- [Your instructions] Go line by line through the entries and show those that hold the string "tractor".
════════
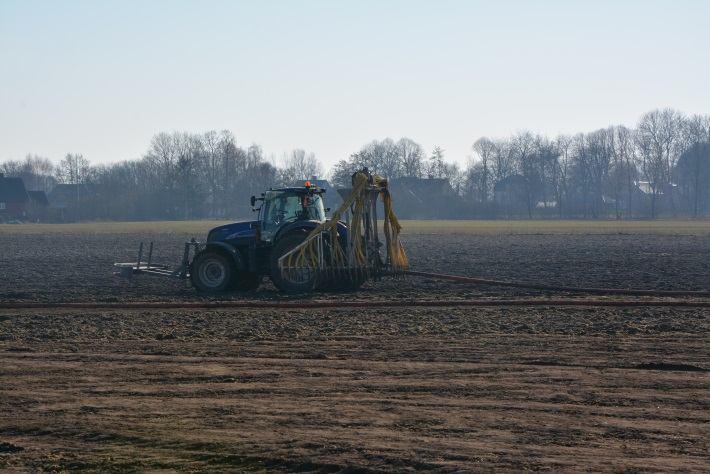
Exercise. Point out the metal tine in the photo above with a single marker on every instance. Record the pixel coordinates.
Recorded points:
(150, 254)
(140, 256)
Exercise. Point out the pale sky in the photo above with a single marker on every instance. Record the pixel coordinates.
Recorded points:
(102, 77)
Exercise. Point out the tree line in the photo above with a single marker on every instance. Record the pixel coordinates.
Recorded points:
(660, 167)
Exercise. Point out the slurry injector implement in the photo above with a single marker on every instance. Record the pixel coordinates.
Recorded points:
(294, 244)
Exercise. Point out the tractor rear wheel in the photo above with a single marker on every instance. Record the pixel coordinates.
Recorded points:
(212, 272)
(302, 280)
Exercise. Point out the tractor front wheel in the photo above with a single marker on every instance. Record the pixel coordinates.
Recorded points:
(212, 272)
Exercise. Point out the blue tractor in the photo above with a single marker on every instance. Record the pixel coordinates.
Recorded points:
(292, 243)
(237, 256)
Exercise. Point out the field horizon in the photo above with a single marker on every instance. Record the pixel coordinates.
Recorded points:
(473, 227)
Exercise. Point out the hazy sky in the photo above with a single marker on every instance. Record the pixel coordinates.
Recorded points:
(102, 77)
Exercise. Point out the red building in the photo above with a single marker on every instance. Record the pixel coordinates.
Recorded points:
(13, 199)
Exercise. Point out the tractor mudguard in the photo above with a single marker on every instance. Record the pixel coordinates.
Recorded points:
(230, 250)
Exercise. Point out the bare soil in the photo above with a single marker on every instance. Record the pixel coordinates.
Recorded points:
(603, 389)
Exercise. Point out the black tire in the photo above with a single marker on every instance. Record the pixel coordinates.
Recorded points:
(300, 282)
(213, 272)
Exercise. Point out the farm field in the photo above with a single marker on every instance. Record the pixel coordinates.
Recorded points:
════════
- [Solved exercise]
Exercise. Point out the tractor rear wheel in the photo above with a single marker on every instance. Record the pixel coordinates.
Exercise. Point out the tractor front wheel in the photo above with a single marker on every instance. Record the pixel coordinates.
Exercise. Point out the blue tractor in the photo above with a single marker on every instance. Record the pixel coordinates.
Exercise. Point out the tractor mudguard in the photo above with a single marker on every instance. Record the pixel coordinates.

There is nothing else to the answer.